* **WHAT THE TASK ASKS**
Copy out all of the records again, substituting "put a marker" for each occurrence of "place a dot" and leaving everything else unchanged.

* **EXTRACTED INFORMATION**
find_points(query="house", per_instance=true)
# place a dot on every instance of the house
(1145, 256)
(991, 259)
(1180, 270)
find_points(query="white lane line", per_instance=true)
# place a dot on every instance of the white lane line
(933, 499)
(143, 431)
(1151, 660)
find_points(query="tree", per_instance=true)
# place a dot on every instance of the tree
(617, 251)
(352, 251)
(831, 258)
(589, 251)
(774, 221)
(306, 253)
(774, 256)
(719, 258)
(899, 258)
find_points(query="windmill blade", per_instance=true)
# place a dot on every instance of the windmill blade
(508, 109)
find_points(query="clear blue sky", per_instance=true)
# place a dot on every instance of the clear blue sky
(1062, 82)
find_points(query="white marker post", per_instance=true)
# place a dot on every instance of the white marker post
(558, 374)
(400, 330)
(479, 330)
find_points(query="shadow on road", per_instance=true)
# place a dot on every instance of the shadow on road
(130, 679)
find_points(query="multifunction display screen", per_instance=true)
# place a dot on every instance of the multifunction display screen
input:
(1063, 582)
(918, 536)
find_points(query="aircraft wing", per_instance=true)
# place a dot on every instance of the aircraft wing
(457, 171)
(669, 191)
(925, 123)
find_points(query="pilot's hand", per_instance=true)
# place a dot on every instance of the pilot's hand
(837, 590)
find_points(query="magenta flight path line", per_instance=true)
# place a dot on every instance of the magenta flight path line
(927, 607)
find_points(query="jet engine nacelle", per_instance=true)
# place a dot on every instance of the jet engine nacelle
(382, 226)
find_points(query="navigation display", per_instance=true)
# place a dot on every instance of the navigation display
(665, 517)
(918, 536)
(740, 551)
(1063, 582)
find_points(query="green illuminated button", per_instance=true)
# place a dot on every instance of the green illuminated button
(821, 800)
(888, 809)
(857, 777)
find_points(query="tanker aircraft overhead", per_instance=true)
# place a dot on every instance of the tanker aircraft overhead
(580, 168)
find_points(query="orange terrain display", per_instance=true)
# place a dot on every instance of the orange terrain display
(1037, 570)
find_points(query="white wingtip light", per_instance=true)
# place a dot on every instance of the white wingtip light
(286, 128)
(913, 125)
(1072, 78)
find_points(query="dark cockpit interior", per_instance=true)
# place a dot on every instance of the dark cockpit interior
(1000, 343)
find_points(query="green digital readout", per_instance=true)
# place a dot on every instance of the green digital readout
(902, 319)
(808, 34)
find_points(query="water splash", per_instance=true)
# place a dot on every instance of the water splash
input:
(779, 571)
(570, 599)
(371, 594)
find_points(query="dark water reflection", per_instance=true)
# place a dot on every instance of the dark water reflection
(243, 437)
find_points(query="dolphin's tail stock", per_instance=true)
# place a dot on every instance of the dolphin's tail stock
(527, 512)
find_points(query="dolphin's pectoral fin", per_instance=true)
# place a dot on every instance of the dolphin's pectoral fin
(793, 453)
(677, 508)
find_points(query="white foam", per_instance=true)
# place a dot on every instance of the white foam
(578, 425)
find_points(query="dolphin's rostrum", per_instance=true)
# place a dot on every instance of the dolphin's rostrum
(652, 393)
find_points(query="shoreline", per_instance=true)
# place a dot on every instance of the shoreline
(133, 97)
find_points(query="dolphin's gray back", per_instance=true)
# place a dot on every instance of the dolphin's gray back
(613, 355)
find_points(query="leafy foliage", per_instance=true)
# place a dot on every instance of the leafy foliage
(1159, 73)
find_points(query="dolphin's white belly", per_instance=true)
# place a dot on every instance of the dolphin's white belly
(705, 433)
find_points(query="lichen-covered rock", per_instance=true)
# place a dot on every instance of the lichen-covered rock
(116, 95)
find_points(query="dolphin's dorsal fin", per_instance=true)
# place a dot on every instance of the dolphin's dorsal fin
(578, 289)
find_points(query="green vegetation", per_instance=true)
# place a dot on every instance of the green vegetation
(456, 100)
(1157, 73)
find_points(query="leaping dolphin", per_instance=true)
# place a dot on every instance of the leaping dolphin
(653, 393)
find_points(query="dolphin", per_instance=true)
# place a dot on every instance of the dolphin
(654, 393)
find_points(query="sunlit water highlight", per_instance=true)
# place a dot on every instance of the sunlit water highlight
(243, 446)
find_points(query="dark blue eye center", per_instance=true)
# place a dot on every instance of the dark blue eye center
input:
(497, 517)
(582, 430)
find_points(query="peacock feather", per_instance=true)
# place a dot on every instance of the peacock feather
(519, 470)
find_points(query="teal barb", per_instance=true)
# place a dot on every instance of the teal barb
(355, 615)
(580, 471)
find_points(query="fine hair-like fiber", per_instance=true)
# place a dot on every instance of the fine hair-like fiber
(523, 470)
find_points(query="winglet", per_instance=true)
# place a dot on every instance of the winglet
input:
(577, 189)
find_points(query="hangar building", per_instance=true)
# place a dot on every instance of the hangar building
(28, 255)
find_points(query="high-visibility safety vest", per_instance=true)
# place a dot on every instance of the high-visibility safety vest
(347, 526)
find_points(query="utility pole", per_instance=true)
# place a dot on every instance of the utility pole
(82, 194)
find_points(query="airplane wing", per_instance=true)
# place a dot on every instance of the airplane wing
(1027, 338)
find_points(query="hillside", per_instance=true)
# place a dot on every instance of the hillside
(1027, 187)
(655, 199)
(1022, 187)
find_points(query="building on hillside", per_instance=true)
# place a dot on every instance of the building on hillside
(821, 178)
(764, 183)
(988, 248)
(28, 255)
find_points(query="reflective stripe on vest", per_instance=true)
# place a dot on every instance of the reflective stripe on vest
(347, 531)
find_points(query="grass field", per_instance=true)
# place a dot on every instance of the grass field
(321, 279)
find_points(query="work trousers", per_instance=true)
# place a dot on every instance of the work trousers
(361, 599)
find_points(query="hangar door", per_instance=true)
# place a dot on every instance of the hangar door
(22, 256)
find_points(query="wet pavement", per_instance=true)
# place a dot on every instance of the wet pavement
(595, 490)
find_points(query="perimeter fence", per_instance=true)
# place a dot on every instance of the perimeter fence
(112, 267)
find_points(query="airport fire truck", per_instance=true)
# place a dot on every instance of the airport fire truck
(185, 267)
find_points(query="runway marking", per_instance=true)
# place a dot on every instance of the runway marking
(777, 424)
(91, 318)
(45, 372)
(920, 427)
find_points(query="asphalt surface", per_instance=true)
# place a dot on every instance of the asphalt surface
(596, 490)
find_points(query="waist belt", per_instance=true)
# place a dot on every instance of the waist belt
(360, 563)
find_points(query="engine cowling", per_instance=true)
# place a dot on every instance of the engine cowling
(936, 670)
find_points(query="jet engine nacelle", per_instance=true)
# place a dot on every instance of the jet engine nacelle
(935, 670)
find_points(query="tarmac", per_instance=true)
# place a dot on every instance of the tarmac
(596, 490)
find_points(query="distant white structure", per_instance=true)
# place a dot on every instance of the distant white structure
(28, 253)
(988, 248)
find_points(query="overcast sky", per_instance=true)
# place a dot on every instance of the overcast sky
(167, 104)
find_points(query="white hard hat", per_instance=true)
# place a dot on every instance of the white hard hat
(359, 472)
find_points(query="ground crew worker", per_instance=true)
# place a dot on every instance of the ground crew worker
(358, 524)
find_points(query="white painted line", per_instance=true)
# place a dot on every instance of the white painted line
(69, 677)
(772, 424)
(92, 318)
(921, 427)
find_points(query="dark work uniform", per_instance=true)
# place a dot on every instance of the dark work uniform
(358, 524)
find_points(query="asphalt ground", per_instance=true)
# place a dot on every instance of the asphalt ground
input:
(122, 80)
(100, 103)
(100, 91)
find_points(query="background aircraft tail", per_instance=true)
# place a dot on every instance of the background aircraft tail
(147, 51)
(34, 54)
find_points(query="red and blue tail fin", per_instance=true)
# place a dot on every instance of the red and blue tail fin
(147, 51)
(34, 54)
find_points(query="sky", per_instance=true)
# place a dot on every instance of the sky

* **SOLUTION TO THE PROBLEM**
find_points(query="house", per_instance=true)
# put a marker on every instance of the house
(1145, 256)
(991, 259)
(1180, 270)
find_points(query="white lane line", per_instance=true)
# put a marker on every instance of the white lane line
(933, 499)
(143, 431)
(1151, 660)
find_points(query="tree", per_instance=true)
# put a marker on every instance of the tree
(617, 251)
(352, 251)
(831, 258)
(589, 251)
(774, 221)
(306, 253)
(774, 256)
(719, 258)
(899, 258)
find_points(query="windmill blade", per_instance=true)
# put a marker on every instance of the windmill blade
(508, 109)
find_points(query="clear blue sky", per_instance=true)
# put a marker on every instance of the clear blue sky
(1062, 82)
find_points(query="white marker post", per_instance=true)
# put a marker on every instance of the white marker post
(558, 374)
(400, 330)
(479, 330)
find_points(query="shadow on road", per_instance=true)
# put a marker on every instance of the shadow on road
(130, 679)
find_points(query="multifunction display screen", per_instance=true)
# put a marker on every instance of the multifunction display screen
input:
(1063, 582)
(918, 536)
find_points(query="aircraft wing", per_instance=true)
# put a marker on every instance of the aircraft wing
(457, 171)
(669, 191)
(925, 123)
find_points(query="pilot's hand", per_instance=true)
# put a marker on every instance of the pilot's hand
(837, 590)
find_points(query="magenta flight path line", per_instance=true)
# put a marker on every instance of the magenta flight path line
(927, 607)
find_points(query="jet engine nacelle", per_instance=true)
# put a marker on every instance of the jet engine nacelle
(382, 226)
find_points(query="navigation display", per_instance=true)
# put a marker on every instance of the navigation display
(665, 517)
(918, 536)
(740, 551)
(1063, 582)
find_points(query="green illuminated button", per_instance=true)
# put a marker on every instance of the green illuminated button
(821, 800)
(888, 809)
(857, 777)
find_points(query="tanker aircraft overhead", per_instance=true)
# put a marker on every instance of the tanker aircraft overhead
(580, 168)
find_points(query="orange terrain display", per_instance=true)
# put a marker on every instance of the orange terrain display
(1037, 570)
find_points(query="white wingtip light", per_instance=true)
# put a marker on every instance of the white wingtip light
(286, 128)
(913, 125)
(1072, 78)
find_points(query="dark cockpit interior", per_instance=true)
# put a marker on every instance of the dark cockpit interior
(1000, 343)
find_points(query="green digital readout", per_instance=true)
# put a marker on every instance of the green digital readout
(902, 319)
(808, 34)
find_points(query="water splash", per_instance=true)
# put a marker on every instance of the water splash
input:
(779, 571)
(570, 599)
(371, 594)
find_points(query="dark water reflection", per_instance=true)
# put a marker on every instance of the dark water reflection
(243, 437)
find_points(query="dolphin's tail stock", per_instance=true)
# put a marker on every instance of the dolphin's tail stock
(527, 512)
find_points(query="dolphin's pectoral fin", per_instance=true)
# put a marker on every instance of the dolphin's pectoral fin
(793, 453)
(677, 508)
find_points(query="white foam", per_instance=true)
# put a marker on every instance of the white foam
(578, 425)
find_points(query="dolphin's rostrum", per_instance=true)
# put a marker on every instance of the dolphin's rostrum
(652, 393)
find_points(query="shoreline", per_instance=true)
# put a marker on every instance of the shoreline
(133, 97)
find_points(query="dolphin's gray back", per_instance=true)
# put a marker on every instance of the dolphin's gray back
(613, 355)
find_points(query="leafy foliage", per_instance=true)
# put a marker on every instance of the leafy foliage
(1159, 73)
find_points(query="dolphin's white belly", per_instance=true)
# put a marker on every instance of the dolphin's white belly
(705, 433)
find_points(query="lichen-covered rock", per_instance=true)
# put a marker on every instance of the lichen-covered rock
(116, 95)
find_points(query="dolphin's dorsal fin", per_instance=true)
# put a marker on every instance of the dolphin's dorsal fin
(578, 289)
find_points(query="green vegetation", per_instance=true)
# put a marker on every instance of the green vegetation
(456, 100)
(1157, 73)
find_points(query="leaping dolphin", per_instance=true)
# put a marker on every instance of the leaping dolphin
(653, 393)
find_points(query="dolphin", per_instance=true)
# put a marker on every instance of the dolphin
(654, 393)
find_points(query="sunlit water highlight", per_instance=true)
# put a marker on every instance of the sunlit water highlight
(243, 446)
find_points(query="dark blue eye center", per_instance=true)
# put a marker on every instance of the dark blue eye center
input:
(497, 517)
(582, 430)
find_points(query="peacock feather", per_instance=true)
# put a marker on every instance of the peacock feather
(519, 470)
find_points(query="teal barb", per_instance=true)
# put a marker on every instance of the teal barb
(355, 615)
(580, 471)
find_points(query="fine hair-like fiber", per_instance=true)
# put a marker on every instance of the fine hair-like fiber
(523, 470)
find_points(query="winglet", per_instance=true)
# put a marker on every instance of the winglet
input:
(577, 189)
find_points(query="hangar building", per_instance=true)
# put a marker on every instance of the hangar building
(28, 255)
find_points(query="high-visibility safety vest", per_instance=true)
# put a marker on every instance of the high-visibility safety vest
(347, 526)
find_points(query="utility pole", per_instance=true)
# put a marker on every instance of the utility pole
(82, 194)
find_points(query="airplane wing", per_instance=true)
# put a marker on every instance of the airplane wing
(1027, 338)
find_points(query="hillside", per_instance=true)
# put a marker on every instance of the hillside
(1027, 187)
(655, 199)
(1022, 187)
find_points(query="building on hillside", per_instance=true)
# put a marker on every instance of the building on hillside
(821, 178)
(764, 183)
(988, 248)
(28, 255)
find_points(query="reflective stripe on vest", per_instance=true)
# put a marker on every instance of the reflective stripe on vest
(347, 531)
find_points(query="grass field", per_instance=true)
# put a marker on every instance of the grass field
(321, 279)
find_points(query="work trousers", per_instance=true)
# put a marker on every instance of the work trousers
(361, 599)
find_points(query="hangar door", per_instance=true)
# put a marker on every instance of the hangar door
(22, 256)
find_points(query="wet pavement", per_instance=true)
# put a marker on every instance of the wet pavement
(595, 490)
find_points(query="perimeter fence", per_instance=true)
# put a marker on every instance of the perimeter fence
(112, 267)
find_points(query="airport fire truck", per_instance=true)
# put a marker on every instance of the airport fire truck
(185, 267)
find_points(query="runway marking", per_instance=true)
# put a marker on every instance of the runway marking
(777, 424)
(91, 318)
(45, 372)
(920, 427)
find_points(query="asphalt surface", per_instance=true)
# put a marker on every instance of the asphalt surface
(596, 490)
find_points(query="waist belt", per_instance=true)
# put a marker on every instance of the waist belt
(360, 563)
find_points(query="engine cowling", per_instance=true)
# put a marker on every instance of the engine cowling
(936, 670)
find_points(query="jet engine nacelle", per_instance=true)
# put a marker on every instance of the jet engine nacelle
(935, 670)
find_points(query="tarmac", per_instance=true)
# put a marker on every instance of the tarmac
(596, 490)
find_points(query="distant white structure", per_instance=true)
# put a marker on every instance of the distant white structure
(28, 253)
(988, 248)
find_points(query="overcast sky", per_instance=true)
# put a marker on every instance of the overcast sky
(167, 104)
find_points(query="white hard hat", per_instance=true)
# put a marker on every instance of the white hard hat
(359, 472)
find_points(query="ground crew worker", per_instance=true)
# put a marker on every instance of the ground crew worker
(358, 524)
find_points(query="white painted line", per_instance=true)
# put a marker on every instance of the white painted line
(69, 677)
(772, 424)
(92, 318)
(921, 427)
find_points(query="dark work uniform", per_instance=true)
# put a marker on every instance of the dark work uniform
(358, 524)
find_points(query="asphalt ground", per_instance=true)
# put a marker on every instance of the asphalt ground
input:
(122, 80)
(100, 103)
(100, 91)
find_points(query="background aircraft tail", per_instance=true)
# put a marker on every instance of the background aircraft tail
(147, 51)
(34, 54)
find_points(query="red and blue tail fin", per_instance=true)
# put a marker on every instance of the red and blue tail fin
(147, 51)
(34, 54)
find_points(query="sky", per_instance=true)
# put a marker on every instance of the sky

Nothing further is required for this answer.